** Start of RAW DATA **

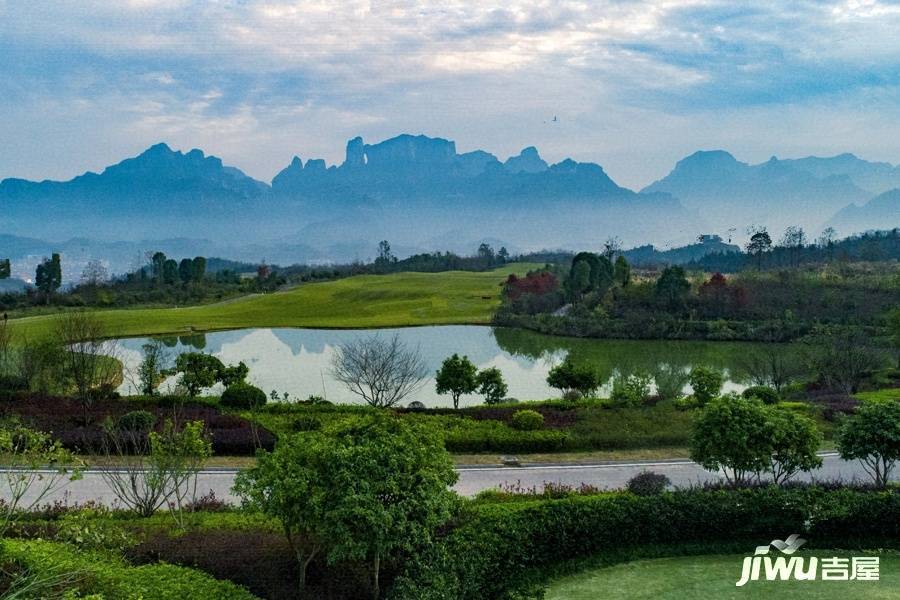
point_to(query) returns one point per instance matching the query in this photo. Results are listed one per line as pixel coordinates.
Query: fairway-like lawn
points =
(395, 300)
(707, 577)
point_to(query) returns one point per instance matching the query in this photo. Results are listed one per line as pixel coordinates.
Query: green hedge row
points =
(500, 549)
(106, 576)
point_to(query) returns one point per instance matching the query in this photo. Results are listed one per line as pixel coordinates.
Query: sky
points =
(635, 85)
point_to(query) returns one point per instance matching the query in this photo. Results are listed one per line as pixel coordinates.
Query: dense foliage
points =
(500, 549)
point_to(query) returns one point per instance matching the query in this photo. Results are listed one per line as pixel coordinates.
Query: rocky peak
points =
(528, 161)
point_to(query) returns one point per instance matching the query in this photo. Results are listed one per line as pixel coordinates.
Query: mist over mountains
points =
(422, 195)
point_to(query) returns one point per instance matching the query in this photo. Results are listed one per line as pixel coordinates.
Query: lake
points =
(297, 361)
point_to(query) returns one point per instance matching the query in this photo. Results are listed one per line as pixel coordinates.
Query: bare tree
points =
(88, 360)
(611, 247)
(774, 366)
(6, 352)
(794, 239)
(382, 372)
(94, 273)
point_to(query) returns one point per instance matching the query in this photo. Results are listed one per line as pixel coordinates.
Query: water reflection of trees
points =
(629, 356)
(194, 340)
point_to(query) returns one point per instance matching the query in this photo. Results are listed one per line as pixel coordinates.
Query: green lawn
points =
(399, 299)
(704, 577)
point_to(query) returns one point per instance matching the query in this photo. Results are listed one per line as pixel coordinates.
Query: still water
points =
(297, 361)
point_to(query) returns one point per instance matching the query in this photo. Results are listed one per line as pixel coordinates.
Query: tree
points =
(774, 366)
(491, 385)
(826, 241)
(580, 278)
(199, 264)
(733, 434)
(88, 358)
(170, 272)
(385, 259)
(147, 469)
(486, 254)
(622, 271)
(369, 490)
(94, 273)
(157, 260)
(233, 374)
(35, 466)
(198, 370)
(672, 287)
(842, 360)
(48, 276)
(872, 436)
(793, 240)
(457, 376)
(760, 243)
(894, 328)
(568, 376)
(600, 276)
(795, 440)
(186, 270)
(611, 247)
(381, 372)
(706, 384)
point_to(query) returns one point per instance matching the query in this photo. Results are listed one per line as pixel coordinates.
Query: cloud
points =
(257, 81)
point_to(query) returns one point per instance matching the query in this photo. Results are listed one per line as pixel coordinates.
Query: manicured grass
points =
(395, 300)
(702, 577)
(886, 394)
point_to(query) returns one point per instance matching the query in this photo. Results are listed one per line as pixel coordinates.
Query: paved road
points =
(475, 479)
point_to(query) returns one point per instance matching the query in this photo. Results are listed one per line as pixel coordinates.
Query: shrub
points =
(670, 381)
(243, 396)
(568, 376)
(872, 436)
(762, 392)
(13, 383)
(572, 396)
(648, 483)
(706, 384)
(687, 403)
(108, 576)
(89, 529)
(505, 547)
(527, 420)
(136, 420)
(630, 390)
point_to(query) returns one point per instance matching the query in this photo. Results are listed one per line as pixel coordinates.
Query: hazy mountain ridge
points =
(776, 193)
(883, 209)
(414, 189)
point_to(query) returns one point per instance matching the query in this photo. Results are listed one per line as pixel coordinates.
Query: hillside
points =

** End of RAW DATA **

» DO THIS
Return every line above that contains the word "water", matching case exactly.

» CORRECT RESPONSE
Query: water reflection of trees
Query: still water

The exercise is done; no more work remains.